>> BEGIN ENTRIES SUPPLIED
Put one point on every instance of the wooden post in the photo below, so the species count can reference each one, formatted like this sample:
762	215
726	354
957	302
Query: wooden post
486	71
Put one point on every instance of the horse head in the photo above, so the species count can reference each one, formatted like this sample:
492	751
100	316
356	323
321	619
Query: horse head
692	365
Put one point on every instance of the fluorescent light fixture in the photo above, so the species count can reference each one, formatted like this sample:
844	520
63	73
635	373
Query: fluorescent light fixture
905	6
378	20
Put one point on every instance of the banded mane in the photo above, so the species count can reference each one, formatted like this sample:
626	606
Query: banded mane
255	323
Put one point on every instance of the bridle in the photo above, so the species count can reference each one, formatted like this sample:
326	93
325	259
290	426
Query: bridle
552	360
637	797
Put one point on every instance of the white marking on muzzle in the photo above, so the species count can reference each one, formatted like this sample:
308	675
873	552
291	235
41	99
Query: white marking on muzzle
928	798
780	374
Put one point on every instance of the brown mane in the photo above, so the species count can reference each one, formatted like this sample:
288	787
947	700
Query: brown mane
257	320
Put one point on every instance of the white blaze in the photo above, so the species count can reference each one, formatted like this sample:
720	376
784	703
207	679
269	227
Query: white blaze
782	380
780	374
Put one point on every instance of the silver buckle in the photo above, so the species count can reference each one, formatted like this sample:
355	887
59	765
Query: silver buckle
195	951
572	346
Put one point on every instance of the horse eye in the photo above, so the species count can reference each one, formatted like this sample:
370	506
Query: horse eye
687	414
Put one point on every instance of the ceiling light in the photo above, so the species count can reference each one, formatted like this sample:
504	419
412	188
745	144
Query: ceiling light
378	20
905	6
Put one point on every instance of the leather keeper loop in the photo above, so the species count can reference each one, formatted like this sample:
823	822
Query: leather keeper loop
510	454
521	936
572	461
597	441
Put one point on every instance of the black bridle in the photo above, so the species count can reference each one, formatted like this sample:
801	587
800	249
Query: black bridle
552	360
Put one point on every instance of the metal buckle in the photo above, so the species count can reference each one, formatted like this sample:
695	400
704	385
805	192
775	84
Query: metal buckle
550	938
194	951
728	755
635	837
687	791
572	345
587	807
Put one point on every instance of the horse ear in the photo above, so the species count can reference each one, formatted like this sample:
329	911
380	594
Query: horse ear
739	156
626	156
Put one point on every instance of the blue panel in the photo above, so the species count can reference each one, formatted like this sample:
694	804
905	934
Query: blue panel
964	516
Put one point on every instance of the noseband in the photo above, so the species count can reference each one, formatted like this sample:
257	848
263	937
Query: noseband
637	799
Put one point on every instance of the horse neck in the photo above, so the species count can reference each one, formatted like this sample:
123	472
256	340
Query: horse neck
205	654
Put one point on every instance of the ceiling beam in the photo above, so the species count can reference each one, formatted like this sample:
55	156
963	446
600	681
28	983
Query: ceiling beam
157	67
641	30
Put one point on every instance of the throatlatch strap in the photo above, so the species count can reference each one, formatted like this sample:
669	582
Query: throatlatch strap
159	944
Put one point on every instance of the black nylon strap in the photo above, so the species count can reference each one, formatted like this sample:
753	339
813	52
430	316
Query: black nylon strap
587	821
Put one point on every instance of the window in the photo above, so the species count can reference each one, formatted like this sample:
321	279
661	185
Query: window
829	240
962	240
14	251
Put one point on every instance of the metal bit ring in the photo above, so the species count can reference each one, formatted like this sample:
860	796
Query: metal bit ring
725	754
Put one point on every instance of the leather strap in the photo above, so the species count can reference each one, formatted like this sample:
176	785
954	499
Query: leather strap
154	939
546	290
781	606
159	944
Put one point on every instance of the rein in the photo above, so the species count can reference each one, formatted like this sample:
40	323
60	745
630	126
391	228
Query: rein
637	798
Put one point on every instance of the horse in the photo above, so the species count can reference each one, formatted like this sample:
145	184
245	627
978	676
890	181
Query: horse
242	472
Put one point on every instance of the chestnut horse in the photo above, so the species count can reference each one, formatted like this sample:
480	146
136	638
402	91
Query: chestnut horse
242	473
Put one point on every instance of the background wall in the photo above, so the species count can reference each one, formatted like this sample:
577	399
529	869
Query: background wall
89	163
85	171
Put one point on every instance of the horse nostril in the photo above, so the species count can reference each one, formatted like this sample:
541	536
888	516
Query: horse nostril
>> END ENTRIES SUPPLIED
◆ SET TASK
Repeat the records above exactly, leaving none out.

◆ WRITTEN REPLY
Put one point on every instance of the wooden post in the photo below, so the species count can reference each one, formatted like this sample:
762	215
726	354
957	302
Query: wooden post
486	71
Put one point on every instance of the horse head in the photo above, so the species count can reference each one, formatted like this sample:
492	751
100	316
356	323
321	619
Query: horse head
692	365
Put one point on every instance of the fluorescent light fixture in the photo above, so the species count can reference each one, formatted like this sample:
844	520
63	73
635	373
Query: fluorescent light fixture
905	6
378	20
Put one point on every instance of the banded mane in the photo above, so the species count can reference each one, formatted like this sample:
626	606
Query: banded mane
255	323
Put one point on every instance of the bridle in the photo above, so the species count can reference each one, formatted like this sample:
326	93
325	259
290	426
Query: bridle
552	360
637	797
Put one point on every instance of the white marking on muzzle in the photo above, so the species count can reference each one, formatted like this sample:
308	675
873	552
291	235
41	99
Query: white marking on muzzle
928	798
780	374
Put one point on every instance of the brown mane in the photo above, so the species count can reference each one, formatted like this sample:
288	787
947	700
Query: brown mane
257	320
Put one point on every instance of the white blaze in the photo above, so the species count can reference each one, formatted like this sample:
720	376
784	703
207	679
269	227
Query: white blaze
782	380
780	374
Put one point on every instance of the silver buckle in the photo above, so the species count can reference each one, formatted like this sample:
355	887
59	765
Query: silver buckle
195	951
572	346
Put one point on every instance of the horse eye in the photo above, so the species count can reference each one, formatted like this sample:
370	506
Query: horse eye
687	414
Put one point on every instance of the ceiling light in the photo above, so the species count can reference each one, formatted like this sample:
504	419
412	188
745	144
Query: ceiling light
378	20
905	6
Put one point on every instance of the leather keeper loop in the photo above, so the species count can reference each one, formatted like this sample:
823	822
Query: leather keeper loop
510	454
521	936
572	461
597	441
Put one point on every instance of the black bridle in the photo above, so the species count can reference each one, formatted like this sample:
801	587
800	249
Query: black bridle
552	360
Put one point on every instance of the metal buckle in the photo above, so the species count can reference each one, formatted like this sample:
695	400
704	385
805	192
775	84
Query: metal buckle
550	938
194	951
728	755
635	837
687	791
572	345
587	807
Put one point on every instance of the horse ear in the photo above, so the species count can reference each one, formatted like this sample:
329	911
380	594
Query: horse ear
739	156
626	156
Put one point on every instance of the blue panel in the photo above, so the species count can reference each one, formatted like this sample:
694	804
905	934
Query: blue panel
964	516
Put one point on every instance of the noseband in the photo above, so the species count can reference each one, formatted like this sample:
257	848
263	937
Query: noseband
637	799
Put one point on every instance of the horse neck in the photo above, so the species count can reference each one, formatted like this sample:
123	472
256	340
Query: horse neck
205	654
Put one point on every instance of the ceiling beam in the photo above, so the species count can reference each one, formatted like this sample:
55	156
963	446
600	681
28	983
Query: ceiling beam
157	67
641	30
Put one point on every instance of the throatlatch strap in the photo above, so the species count can reference each one, formatted like this sample:
669	582
Query: throatlatch strap
159	944
Put one point on every instance of the black nylon strap in the photo above, so the species count can reference each one, formatted like this sample:
753	339
813	52
430	316
Query: black nylon strap
587	821
Put one point on every instance of the window in the photo above, so the species count can reference each one, formatted like this sample:
321	279
661	185
Query: window
829	240
962	240
14	251
Put one point on every instance of the metal bit ring in the photo above, so the species count can reference each one, formatted like this sample:
860	796
Query: metal bit ring
725	754
Put one point on every instance of the leather strap in the photo above, so the species count can reference each one, formatted like this sample:
176	785
954	499
Query: leather strap
154	939
546	290
781	606
159	944
Put one point on every instance of the rein in the photo above, so the species count can reference each one, formatted like this sample:
40	323
60	745
630	126
391	228
Query: rein
637	798
Put one point on every instance of the horse in the photo above, so the species count can reference each one, formatted like this sample:
145	184
245	627
978	676
890	181
Query: horse
242	472
Put one point on every instance of the chestnut horse in the photo above, so the species count can reference each one, formatted like this sample:
480	146
136	638
402	91
Query: chestnut horse
242	473
Put one point on every instance of the background wall in the photo above, so the species count can reference each one, formatted like this sample:
577	399
529	869
Query: background wall
89	163
85	171
Put one point on every instance of the horse nostril in the photo above, so the species count can reference each one, formatted like this sample:
541	536
888	516
Query: horse nostril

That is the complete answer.